### WORK TO COMPLETE
Write the entries below out again exactly; any picture in them stays out.

(Text-to-region grounding data)
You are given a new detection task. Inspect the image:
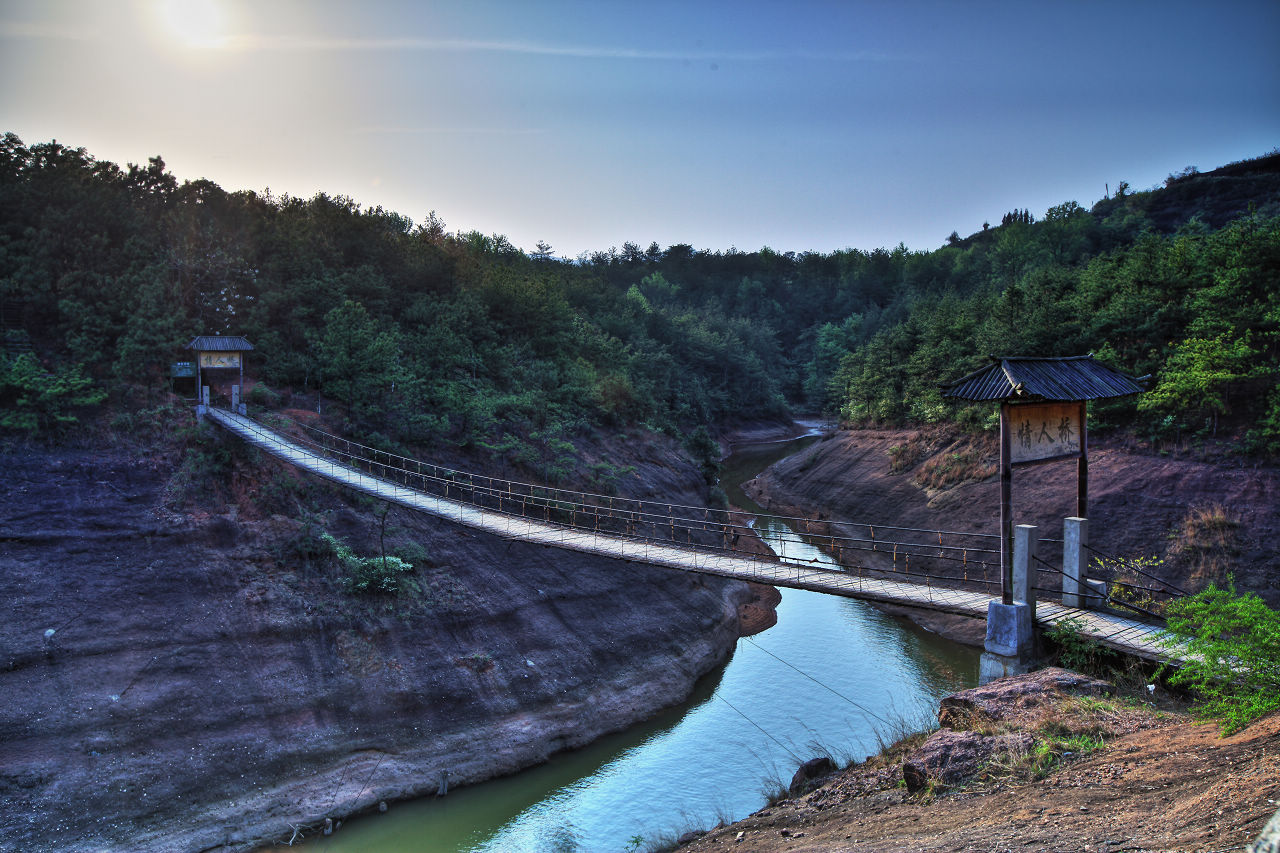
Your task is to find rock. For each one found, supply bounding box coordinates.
[789,756,837,796]
[902,729,1034,793]
[937,667,1111,730]
[678,829,707,844]
[1251,807,1280,853]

### YOUR SOLUTION
You are given a new detection task. Inspect the image:
Your task is to find rock. For each one found, supply bounding box coordinates.
[789,756,837,796]
[902,729,1034,793]
[937,667,1111,730]
[678,829,707,844]
[1251,807,1280,853]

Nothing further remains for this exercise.